▸ WHAT YOU WILL DO
Restate all the lines below word for word, but omit the pictures.

▸ Natural language region descriptions

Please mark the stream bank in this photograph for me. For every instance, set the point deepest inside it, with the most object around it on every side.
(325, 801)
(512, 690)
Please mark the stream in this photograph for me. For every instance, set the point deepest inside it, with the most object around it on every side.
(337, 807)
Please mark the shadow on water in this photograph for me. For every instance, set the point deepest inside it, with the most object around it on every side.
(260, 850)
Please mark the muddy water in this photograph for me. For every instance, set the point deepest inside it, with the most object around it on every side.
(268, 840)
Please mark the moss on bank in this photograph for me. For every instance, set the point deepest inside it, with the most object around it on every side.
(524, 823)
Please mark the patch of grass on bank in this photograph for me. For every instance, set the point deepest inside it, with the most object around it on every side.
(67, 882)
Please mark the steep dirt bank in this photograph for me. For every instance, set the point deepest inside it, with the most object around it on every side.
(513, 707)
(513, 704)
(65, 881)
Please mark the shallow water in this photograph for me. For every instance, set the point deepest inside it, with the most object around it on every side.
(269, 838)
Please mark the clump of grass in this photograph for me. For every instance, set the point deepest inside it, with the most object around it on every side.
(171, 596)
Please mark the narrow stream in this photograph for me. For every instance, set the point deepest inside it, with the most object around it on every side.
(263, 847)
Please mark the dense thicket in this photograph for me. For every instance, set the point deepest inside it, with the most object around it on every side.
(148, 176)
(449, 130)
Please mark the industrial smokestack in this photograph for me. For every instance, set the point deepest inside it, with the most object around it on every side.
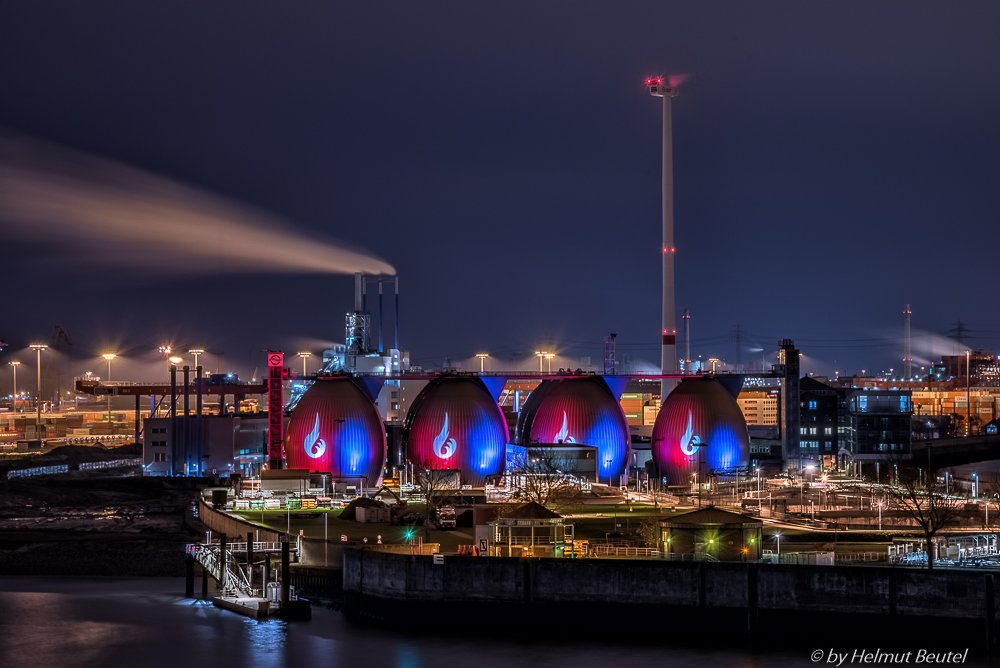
(187, 420)
(668, 352)
(359, 305)
(687, 339)
(907, 343)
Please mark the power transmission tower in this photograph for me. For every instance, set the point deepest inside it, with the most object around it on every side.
(739, 335)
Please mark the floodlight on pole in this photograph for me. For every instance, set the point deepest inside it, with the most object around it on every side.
(14, 365)
(304, 355)
(38, 348)
(541, 357)
(109, 357)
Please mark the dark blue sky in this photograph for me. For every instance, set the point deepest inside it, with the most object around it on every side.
(833, 162)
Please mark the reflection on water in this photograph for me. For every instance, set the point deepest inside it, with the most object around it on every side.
(86, 622)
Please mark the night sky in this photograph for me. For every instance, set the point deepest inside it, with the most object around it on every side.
(833, 162)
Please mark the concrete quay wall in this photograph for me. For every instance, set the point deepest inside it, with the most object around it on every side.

▸ REPLY
Please mark the stream bank in this photograph for me. For every instance, set the point deepest inside it, with the most object around it on every side.
(325, 801)
(512, 690)
Please mark the stream in this photograph for me. For every instance, set the point deepest inside it, with the most object around it on every side.
(337, 807)
Please mark the shadow on water in this photograph for me. For every instance, set the point deepest inside it, with the most object around it on every side.
(260, 850)
Please mark the muddy water in this photograph for me. For every instance, set the point deepest inside it, with the most object around it on every side.
(268, 840)
Please mark the moss on bank in this photograph for me. For every instance, set the point deepest inside it, with the most object around it on every side.
(524, 823)
Please mark the patch of grass on bank in this photograph for me. For every instance, set the point deepest inside it, with the most object around it on every side.
(67, 882)
Please mark the steep dirt bank in this photograph for me. For every instance, set the point deepest inside it, with the most object around it on every side.
(513, 707)
(513, 704)
(65, 881)
Please mark the shallow water in this photograph for me. For every instance, set the point deepest inside it, with the most object around it on every side.
(269, 838)
Please mark the clump of grass in this photograph for me. For every instance, set the point deepest inside it, with the most object around it on every side.
(171, 596)
Please mark the narrow stream in this photograph for me. For every instance, set the point deepest inside it, with the most object around it on every side.
(263, 847)
Please mark the dense thicket in this photograph for me. For every instance, set the point deepest inside it, with the most object around it on every side.
(148, 176)
(449, 130)
Please mark the industrial smokestack in this photograph for me. For every instance, set the point deepest inside it, with the most object around it on every side.
(187, 420)
(668, 352)
(359, 305)
(687, 339)
(907, 343)
Please mark the power transmission tower in this photograph for me. For every instance, set the point deepest inside it, with the most object around it on every side.
(739, 335)
Please mark the floodlight on pole in this photograph for me. For every instance, set the point deepest inside it, with the most object around it on every side.
(14, 365)
(304, 355)
(38, 348)
(541, 357)
(109, 357)
Please mark the dark blue sky in this photograph for me. For every instance, set the point deepest inside it, with the most object around it on every side.
(833, 162)
Please mark the reflection on water in this photograph for me. For every instance, set the point deepest inside it, with the most object around it on every side.
(86, 622)
Please mark the night sky in this photograph for me. For every instance, set the point deepest inside it, with the most object around it on every side.
(833, 162)
Please mark the concrete quay wall in this photograph for me. For every instance, set the point deepest inside it, with the most object around it on every side.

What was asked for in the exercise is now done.